An exact reproduction of the records is required, with all images left out.

··· Extracted information

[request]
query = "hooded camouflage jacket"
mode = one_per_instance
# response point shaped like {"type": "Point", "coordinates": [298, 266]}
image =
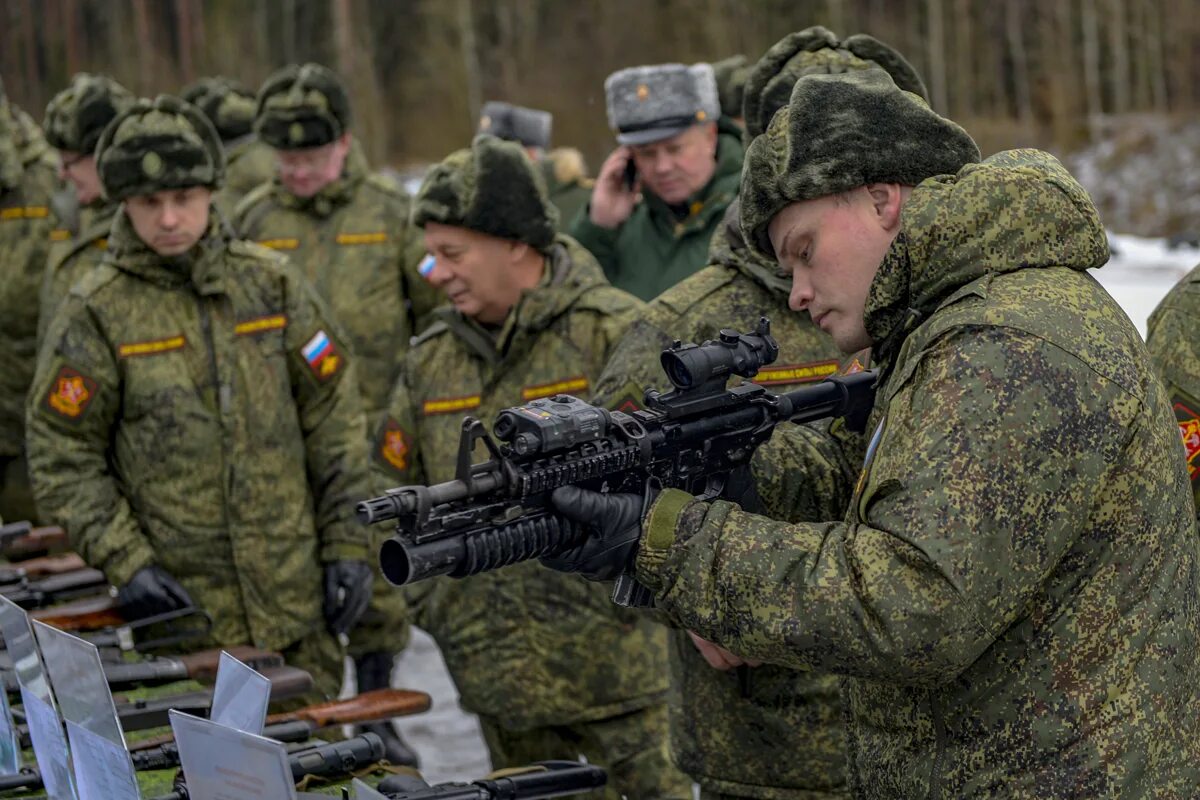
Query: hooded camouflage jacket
{"type": "Point", "coordinates": [27, 182]}
{"type": "Point", "coordinates": [199, 414]}
{"type": "Point", "coordinates": [1174, 342]}
{"type": "Point", "coordinates": [1012, 594]}
{"type": "Point", "coordinates": [525, 645]}
{"type": "Point", "coordinates": [73, 258]}
{"type": "Point", "coordinates": [654, 248]}
{"type": "Point", "coordinates": [729, 728]}
{"type": "Point", "coordinates": [353, 241]}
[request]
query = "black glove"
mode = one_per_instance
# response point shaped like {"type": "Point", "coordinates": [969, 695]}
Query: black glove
{"type": "Point", "coordinates": [347, 594]}
{"type": "Point", "coordinates": [150, 591]}
{"type": "Point", "coordinates": [615, 525]}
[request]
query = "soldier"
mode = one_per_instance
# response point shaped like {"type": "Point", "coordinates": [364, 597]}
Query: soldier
{"type": "Point", "coordinates": [562, 168]}
{"type": "Point", "coordinates": [195, 423]}
{"type": "Point", "coordinates": [1171, 343]}
{"type": "Point", "coordinates": [348, 232]}
{"type": "Point", "coordinates": [27, 184]}
{"type": "Point", "coordinates": [229, 106]}
{"type": "Point", "coordinates": [660, 196]}
{"type": "Point", "coordinates": [732, 726]}
{"type": "Point", "coordinates": [552, 668]}
{"type": "Point", "coordinates": [1012, 593]}
{"type": "Point", "coordinates": [75, 119]}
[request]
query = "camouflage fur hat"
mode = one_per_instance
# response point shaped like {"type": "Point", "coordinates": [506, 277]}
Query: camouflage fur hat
{"type": "Point", "coordinates": [492, 188]}
{"type": "Point", "coordinates": [228, 104]}
{"type": "Point", "coordinates": [78, 114]}
{"type": "Point", "coordinates": [527, 126]}
{"type": "Point", "coordinates": [655, 102]}
{"type": "Point", "coordinates": [816, 50]}
{"type": "Point", "coordinates": [840, 132]}
{"type": "Point", "coordinates": [301, 106]}
{"type": "Point", "coordinates": [731, 76]}
{"type": "Point", "coordinates": [157, 145]}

······

Correct response:
[request]
query = "hooded camouflage jacket"
mode = one_per_instance
# response point shaped like {"type": "Point", "coordinates": [298, 266]}
image =
Query: hooded camouflage jacket
{"type": "Point", "coordinates": [27, 182]}
{"type": "Point", "coordinates": [199, 414]}
{"type": "Point", "coordinates": [1174, 342]}
{"type": "Point", "coordinates": [1012, 594]}
{"type": "Point", "coordinates": [525, 645]}
{"type": "Point", "coordinates": [73, 258]}
{"type": "Point", "coordinates": [654, 248]}
{"type": "Point", "coordinates": [729, 728]}
{"type": "Point", "coordinates": [353, 241]}
[request]
query = "black glove"
mode = one_per_instance
# response point shaped like {"type": "Point", "coordinates": [969, 695]}
Query: black glove
{"type": "Point", "coordinates": [347, 594]}
{"type": "Point", "coordinates": [150, 591]}
{"type": "Point", "coordinates": [615, 525]}
[request]
query = "soldier"
mode = one_per_instance
# response point shaped like {"type": "Point", "coordinates": [364, 597]}
Query: soldier
{"type": "Point", "coordinates": [562, 168]}
{"type": "Point", "coordinates": [195, 423]}
{"type": "Point", "coordinates": [1171, 343]}
{"type": "Point", "coordinates": [348, 232]}
{"type": "Point", "coordinates": [27, 184]}
{"type": "Point", "coordinates": [229, 106]}
{"type": "Point", "coordinates": [660, 196]}
{"type": "Point", "coordinates": [732, 726]}
{"type": "Point", "coordinates": [552, 668]}
{"type": "Point", "coordinates": [1012, 593]}
{"type": "Point", "coordinates": [75, 119]}
[request]
query = "camouflage fur hat"
mode = one_per_instance
# response point shaped like {"type": "Point", "coordinates": [506, 277]}
Query: camouflage fur hat
{"type": "Point", "coordinates": [492, 188]}
{"type": "Point", "coordinates": [228, 104]}
{"type": "Point", "coordinates": [78, 114]}
{"type": "Point", "coordinates": [527, 126]}
{"type": "Point", "coordinates": [655, 102]}
{"type": "Point", "coordinates": [816, 50]}
{"type": "Point", "coordinates": [840, 132]}
{"type": "Point", "coordinates": [301, 106]}
{"type": "Point", "coordinates": [731, 76]}
{"type": "Point", "coordinates": [157, 145]}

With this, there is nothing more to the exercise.